Text to read:

See more discussion in the “waves” article.

 

Q: (In French)

K: Why does one build these images. That's fairly simple too. I come to you and say, 'Oh, how very intelligent you are'. Look, immediately you have built an image about it, haven't you? You like being flattered and you have an image, you are my friend. I say to you - I won't, not to you, sir - I say somebody is stupid. At that moment you have created an image. But if you are really attentive at that moment you won't have an image. I wonder if you... So the mind is... when the mind is attentive there is freedom, when the mind is inattentive then there is image... You follow? Then you will say, how am I to be attentive all the time? Right? Right?

Q: (In French)

K: Are you asking that question? Aren't you very greedy? When you say, 'How can I be attentive all the time?', aren't you being greedy? And why are you asking it? Watch it, sir. Why are you asking it?

Q: Because you expect pleasure from this.

K: Exactly. So, I spend most... one spends most of one's life inattentive. Right? And occasionally attention. And I say, 'By Jove, if I could move this inattention to attention everything will be all right'. Right? Now, can that be done? Can inattention become attentive? You are following? It can't. You understand? The two are entirely two different states - one is asleep, the other is awake. How can the sleepy state become the other? It can't. Right? So what is to be done? Let there be attention in the sleepy state. Let me be aware, attentive that I am asleep. Right? Then I am attentive. I don't know if you are meeting.

So I have learnt a great deal. By one question, pleasure and pain, the mind has learnt a tremendous lot, which is enlightenment. To see things very clearly, with light, is enlightenment. But we won't go into that, that brings in quite a different problem.

Q: What problem does that bring in, sir?

K: What problem does enlightenment bring. Enlightenment doesn't bring.

Records of point placement:
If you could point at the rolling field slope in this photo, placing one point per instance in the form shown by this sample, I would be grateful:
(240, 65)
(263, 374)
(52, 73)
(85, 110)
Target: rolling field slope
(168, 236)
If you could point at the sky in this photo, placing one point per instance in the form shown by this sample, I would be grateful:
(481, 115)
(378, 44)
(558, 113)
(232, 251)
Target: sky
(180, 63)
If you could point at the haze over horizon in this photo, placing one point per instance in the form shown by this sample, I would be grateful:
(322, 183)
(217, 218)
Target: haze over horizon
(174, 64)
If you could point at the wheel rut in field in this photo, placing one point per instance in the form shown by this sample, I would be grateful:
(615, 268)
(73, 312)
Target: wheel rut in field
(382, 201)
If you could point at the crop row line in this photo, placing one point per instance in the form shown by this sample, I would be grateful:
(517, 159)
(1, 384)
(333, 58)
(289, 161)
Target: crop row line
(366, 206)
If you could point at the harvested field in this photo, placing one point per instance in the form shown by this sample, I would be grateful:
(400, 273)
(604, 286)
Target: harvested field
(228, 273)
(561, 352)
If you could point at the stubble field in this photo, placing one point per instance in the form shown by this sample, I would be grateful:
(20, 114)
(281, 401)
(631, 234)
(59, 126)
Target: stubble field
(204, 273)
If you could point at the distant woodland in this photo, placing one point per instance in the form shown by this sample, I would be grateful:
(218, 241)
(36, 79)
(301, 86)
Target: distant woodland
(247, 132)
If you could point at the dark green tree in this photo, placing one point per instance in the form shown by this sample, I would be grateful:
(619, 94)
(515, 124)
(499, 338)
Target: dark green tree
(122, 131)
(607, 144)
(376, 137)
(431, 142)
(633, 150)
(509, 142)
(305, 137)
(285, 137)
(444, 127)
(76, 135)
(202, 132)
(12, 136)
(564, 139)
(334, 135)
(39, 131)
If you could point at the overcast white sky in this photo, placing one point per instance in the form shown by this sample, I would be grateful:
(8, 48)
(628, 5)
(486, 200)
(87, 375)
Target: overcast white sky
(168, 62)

Problems:
1 – Answer these questions from the dialogue on attention, one line each:
(a) According to K, what is there when the mind is attentive?
(b) What reply does K's question "Why are you asking it?" receive?
(c) What does K say enlightenment is?
2 – Go on with the dialogue on attention, starting right after its last line.
You will not need the records for either task.

Task answers:
1 –
(a) There is freedom.
(b) "Because you expect pleasure from this."
(c) To see things very clearly, with light.

2 –
Q: No, the question of enlightenment.

K: The question of enlightenment. What is enlightenment?

Q: I think he wants the word... (inaudible)

K: You read books on Hindu religion? Oh my lord! (Laughter) I haven't read them, so I am at a loss.

You know, what is enlightenment, what does it mean? To be light to oneself. Light. And that light cannot be lit by another. Right? No, do see this, sir, please. So no authority, nobody can light the light. In that light everything is seen very clearly - there is no illusion, there is no darkness, there is no shadow, there is no wish, there is no image. That's what it means to be enlightened human being. So, can the mind be free of all authority? All authority, not one particular authority of the police, but all authority inwardly, of every kind. Which means also the authority of knowledge, the authority of memory, the authority of experience. You follow, sir? The problem is tremendous, you have no...

Q: (Inaudible)

Q: He says, how can one escape the authority of oneself?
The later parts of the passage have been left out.